» **What to produce**
Every line of the records below that holds the word "query" should be copied out.

» **Material shown**
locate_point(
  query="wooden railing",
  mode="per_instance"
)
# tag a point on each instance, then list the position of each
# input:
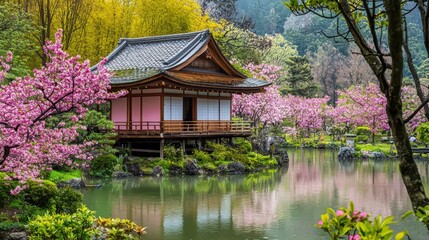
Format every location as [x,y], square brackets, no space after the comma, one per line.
[182,127]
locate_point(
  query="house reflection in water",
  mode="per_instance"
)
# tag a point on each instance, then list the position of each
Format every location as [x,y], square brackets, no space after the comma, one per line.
[195,208]
[272,205]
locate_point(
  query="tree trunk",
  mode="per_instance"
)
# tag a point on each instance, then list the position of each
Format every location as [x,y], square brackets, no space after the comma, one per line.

» **Output for this task**
  query="wooden railing",
  query="house reflection in water",
  query="tree trunk",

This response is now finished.